(Problem): Extract the lines of the items below unchanged, from the start of the items through the line that contains "[(208, 102), (241, 132)]", including that line. Leave the pictures out of your answer.

(A series of records):
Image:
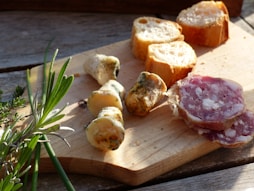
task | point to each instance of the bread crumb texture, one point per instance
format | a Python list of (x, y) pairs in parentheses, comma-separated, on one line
[(151, 30)]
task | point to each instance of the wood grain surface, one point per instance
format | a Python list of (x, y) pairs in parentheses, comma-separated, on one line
[(115, 6), (155, 144)]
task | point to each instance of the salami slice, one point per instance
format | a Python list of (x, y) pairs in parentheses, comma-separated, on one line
[(208, 102), (241, 132)]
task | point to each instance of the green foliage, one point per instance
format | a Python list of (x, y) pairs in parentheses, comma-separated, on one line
[(18, 146)]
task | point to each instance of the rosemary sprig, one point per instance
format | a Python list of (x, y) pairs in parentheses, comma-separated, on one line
[(18, 147)]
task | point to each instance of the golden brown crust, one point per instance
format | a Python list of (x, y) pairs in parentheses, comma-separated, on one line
[(151, 30), (210, 34), (176, 66)]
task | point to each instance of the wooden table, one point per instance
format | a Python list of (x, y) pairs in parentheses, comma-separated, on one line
[(24, 36)]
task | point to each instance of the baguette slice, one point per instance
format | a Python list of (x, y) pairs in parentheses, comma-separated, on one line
[(205, 23), (171, 61), (150, 30)]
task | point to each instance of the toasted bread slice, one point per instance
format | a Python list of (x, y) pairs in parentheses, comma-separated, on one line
[(151, 30), (171, 61), (205, 23)]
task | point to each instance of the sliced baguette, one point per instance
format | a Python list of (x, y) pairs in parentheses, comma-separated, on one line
[(171, 61), (151, 30), (205, 23)]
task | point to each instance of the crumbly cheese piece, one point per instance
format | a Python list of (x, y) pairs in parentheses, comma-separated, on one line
[(102, 67)]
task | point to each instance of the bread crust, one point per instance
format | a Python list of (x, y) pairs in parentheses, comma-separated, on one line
[(211, 34), (151, 30), (180, 63)]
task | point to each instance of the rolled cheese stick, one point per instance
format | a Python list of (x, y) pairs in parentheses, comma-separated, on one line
[(145, 93), (112, 112), (110, 94), (102, 68), (106, 132)]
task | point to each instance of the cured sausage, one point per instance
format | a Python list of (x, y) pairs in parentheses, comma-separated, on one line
[(209, 102), (241, 132)]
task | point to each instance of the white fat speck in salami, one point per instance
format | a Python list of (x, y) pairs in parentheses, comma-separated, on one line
[(241, 132), (210, 102)]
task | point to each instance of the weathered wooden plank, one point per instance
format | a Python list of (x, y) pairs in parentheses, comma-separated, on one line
[(9, 81), (116, 6), (248, 12), (27, 34), (234, 179)]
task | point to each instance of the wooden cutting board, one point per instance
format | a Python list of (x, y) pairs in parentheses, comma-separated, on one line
[(154, 144)]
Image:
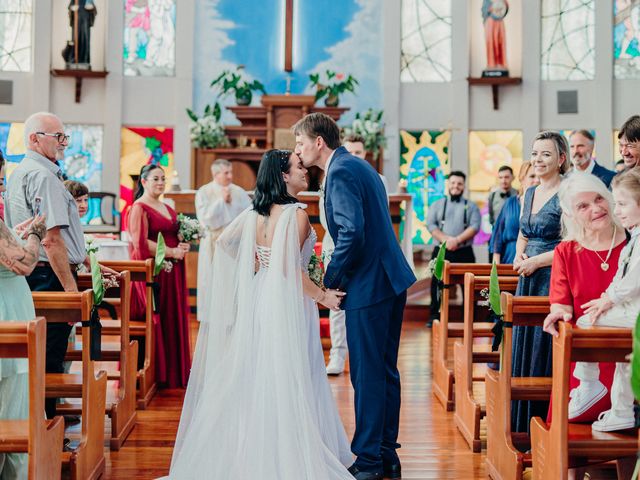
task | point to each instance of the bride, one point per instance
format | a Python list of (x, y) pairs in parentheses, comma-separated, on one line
[(258, 403)]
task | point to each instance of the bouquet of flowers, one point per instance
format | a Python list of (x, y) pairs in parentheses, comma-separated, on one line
[(315, 270), (207, 131), (189, 229), (369, 126)]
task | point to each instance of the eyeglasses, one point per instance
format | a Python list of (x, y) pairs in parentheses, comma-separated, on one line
[(61, 137)]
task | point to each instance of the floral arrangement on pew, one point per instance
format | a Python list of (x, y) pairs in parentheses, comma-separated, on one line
[(316, 270), (207, 131), (370, 127), (332, 86)]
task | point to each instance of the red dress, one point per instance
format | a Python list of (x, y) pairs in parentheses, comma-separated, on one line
[(172, 352), (576, 278)]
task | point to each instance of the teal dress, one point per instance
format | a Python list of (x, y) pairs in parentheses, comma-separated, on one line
[(15, 304)]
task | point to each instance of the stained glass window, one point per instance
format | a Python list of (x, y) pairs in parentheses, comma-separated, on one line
[(488, 151), (141, 146), (568, 40), (149, 38), (424, 163), (15, 35), (83, 157), (626, 39), (426, 41)]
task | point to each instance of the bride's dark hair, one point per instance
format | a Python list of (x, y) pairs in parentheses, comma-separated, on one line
[(270, 186)]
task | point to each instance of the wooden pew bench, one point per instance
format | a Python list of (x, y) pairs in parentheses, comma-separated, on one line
[(40, 438), (468, 356), (506, 459), (87, 460), (121, 400), (443, 329), (140, 271), (565, 445)]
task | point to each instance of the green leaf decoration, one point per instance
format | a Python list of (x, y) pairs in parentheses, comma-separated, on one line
[(161, 249), (96, 280), (439, 266), (494, 290), (635, 360)]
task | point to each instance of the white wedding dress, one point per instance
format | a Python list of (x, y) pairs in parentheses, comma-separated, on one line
[(258, 403)]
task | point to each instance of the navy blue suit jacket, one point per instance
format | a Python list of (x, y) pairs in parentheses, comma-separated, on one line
[(603, 174), (367, 261)]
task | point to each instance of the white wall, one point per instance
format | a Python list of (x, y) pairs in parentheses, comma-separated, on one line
[(603, 103), (116, 100)]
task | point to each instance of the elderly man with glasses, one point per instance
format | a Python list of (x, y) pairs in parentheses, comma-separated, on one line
[(36, 187), (629, 142)]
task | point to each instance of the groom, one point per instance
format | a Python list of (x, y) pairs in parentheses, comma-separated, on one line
[(369, 266)]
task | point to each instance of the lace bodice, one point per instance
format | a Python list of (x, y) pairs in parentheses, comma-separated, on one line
[(264, 253)]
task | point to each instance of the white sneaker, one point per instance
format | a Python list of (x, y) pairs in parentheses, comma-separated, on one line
[(610, 422), (335, 366), (584, 397)]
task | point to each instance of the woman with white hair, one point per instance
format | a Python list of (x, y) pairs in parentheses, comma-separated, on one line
[(584, 264)]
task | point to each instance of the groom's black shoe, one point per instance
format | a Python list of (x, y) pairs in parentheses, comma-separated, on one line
[(360, 475), (392, 471)]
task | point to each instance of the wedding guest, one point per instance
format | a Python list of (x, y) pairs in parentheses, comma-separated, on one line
[(505, 232), (455, 220), (17, 259), (148, 218), (581, 143), (629, 142), (218, 203), (502, 193), (80, 193), (539, 235)]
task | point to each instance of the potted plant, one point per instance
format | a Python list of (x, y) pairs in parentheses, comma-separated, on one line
[(233, 82), (207, 131), (332, 86), (369, 126)]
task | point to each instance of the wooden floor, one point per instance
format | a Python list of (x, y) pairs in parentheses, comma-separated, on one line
[(432, 448)]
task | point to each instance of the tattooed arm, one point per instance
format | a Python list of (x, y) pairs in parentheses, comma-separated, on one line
[(17, 258)]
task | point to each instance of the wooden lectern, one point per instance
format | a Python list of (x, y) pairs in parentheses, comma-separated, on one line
[(262, 128)]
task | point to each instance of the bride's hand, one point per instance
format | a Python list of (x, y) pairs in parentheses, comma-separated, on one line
[(332, 299)]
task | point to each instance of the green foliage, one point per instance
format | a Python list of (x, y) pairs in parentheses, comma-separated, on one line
[(369, 126), (334, 84), (161, 249), (230, 81)]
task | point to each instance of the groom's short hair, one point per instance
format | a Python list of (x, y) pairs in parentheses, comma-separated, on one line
[(319, 125)]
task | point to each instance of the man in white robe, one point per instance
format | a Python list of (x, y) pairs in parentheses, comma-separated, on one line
[(217, 204)]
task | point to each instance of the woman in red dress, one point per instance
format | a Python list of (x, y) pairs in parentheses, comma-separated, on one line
[(583, 266), (147, 218)]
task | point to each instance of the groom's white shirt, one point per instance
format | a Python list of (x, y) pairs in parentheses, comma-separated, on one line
[(327, 242)]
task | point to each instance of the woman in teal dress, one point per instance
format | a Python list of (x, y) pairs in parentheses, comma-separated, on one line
[(17, 258)]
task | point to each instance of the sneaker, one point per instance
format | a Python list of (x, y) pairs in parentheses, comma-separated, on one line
[(608, 421), (584, 397), (335, 366)]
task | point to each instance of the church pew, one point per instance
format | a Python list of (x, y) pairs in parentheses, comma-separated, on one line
[(442, 330), (40, 438), (506, 459), (121, 403), (141, 271), (468, 409), (87, 461), (564, 445)]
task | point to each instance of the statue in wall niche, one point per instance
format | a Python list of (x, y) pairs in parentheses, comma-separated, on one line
[(77, 53), (493, 13)]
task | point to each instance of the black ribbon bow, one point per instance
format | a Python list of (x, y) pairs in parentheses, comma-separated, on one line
[(498, 330)]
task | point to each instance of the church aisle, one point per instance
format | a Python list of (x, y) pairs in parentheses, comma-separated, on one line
[(432, 448)]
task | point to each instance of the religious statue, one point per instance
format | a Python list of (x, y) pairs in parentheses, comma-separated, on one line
[(77, 53), (493, 13)]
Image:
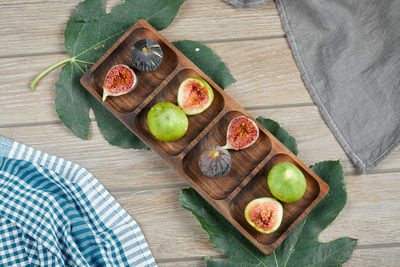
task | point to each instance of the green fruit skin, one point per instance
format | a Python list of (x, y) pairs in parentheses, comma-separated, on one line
[(263, 199), (167, 122), (286, 182), (180, 95)]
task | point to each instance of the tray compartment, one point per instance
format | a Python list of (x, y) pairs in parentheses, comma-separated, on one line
[(196, 122), (243, 161), (147, 81), (258, 187)]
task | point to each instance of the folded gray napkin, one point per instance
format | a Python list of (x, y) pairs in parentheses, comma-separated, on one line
[(348, 53)]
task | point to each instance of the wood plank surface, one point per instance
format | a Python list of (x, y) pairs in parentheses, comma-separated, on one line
[(315, 143), (251, 43), (32, 30), (388, 257), (369, 219), (265, 71)]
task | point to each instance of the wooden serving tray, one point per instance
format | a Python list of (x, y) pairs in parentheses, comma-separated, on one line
[(247, 177)]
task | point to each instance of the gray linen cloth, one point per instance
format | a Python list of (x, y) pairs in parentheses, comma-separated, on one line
[(348, 53)]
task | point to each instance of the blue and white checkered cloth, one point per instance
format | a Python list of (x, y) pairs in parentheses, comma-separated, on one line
[(55, 213)]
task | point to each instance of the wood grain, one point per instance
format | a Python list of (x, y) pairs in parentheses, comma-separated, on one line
[(369, 219), (195, 21), (141, 173), (182, 154), (388, 257), (265, 71), (315, 142)]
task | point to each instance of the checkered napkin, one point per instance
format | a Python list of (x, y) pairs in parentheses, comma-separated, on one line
[(55, 213)]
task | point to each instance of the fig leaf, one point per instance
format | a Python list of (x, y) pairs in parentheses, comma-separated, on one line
[(281, 134), (301, 248), (89, 33)]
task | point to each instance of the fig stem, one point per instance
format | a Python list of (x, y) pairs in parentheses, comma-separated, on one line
[(43, 73)]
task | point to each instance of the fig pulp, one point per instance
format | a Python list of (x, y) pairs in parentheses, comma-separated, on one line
[(119, 80), (215, 162), (167, 122), (195, 95), (264, 214), (146, 55), (286, 182), (242, 133)]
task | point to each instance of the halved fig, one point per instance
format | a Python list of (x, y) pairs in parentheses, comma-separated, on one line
[(264, 214), (119, 80), (215, 162), (194, 95), (286, 182), (242, 133)]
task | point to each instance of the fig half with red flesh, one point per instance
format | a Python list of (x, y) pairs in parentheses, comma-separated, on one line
[(215, 161), (194, 95), (242, 133), (264, 214), (119, 80)]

(The output):
Image:
task | point to each instance of the bread crumb texture, one point per instance
format | a Python list of (x, y) pairs in parentheses, comma-separated, on one line
[(151, 30)]
task | point to each instance of the wood grain surface, one point per instance
format | a Python list of (x, y) pairs in parentheses, comma-separated, on one line
[(115, 6), (155, 144)]
task | point to each instance of the salami slice, one point per instance
format | a Python list of (x, y) pairs in parentheses, comma-separated, on one line
[(208, 102), (241, 132)]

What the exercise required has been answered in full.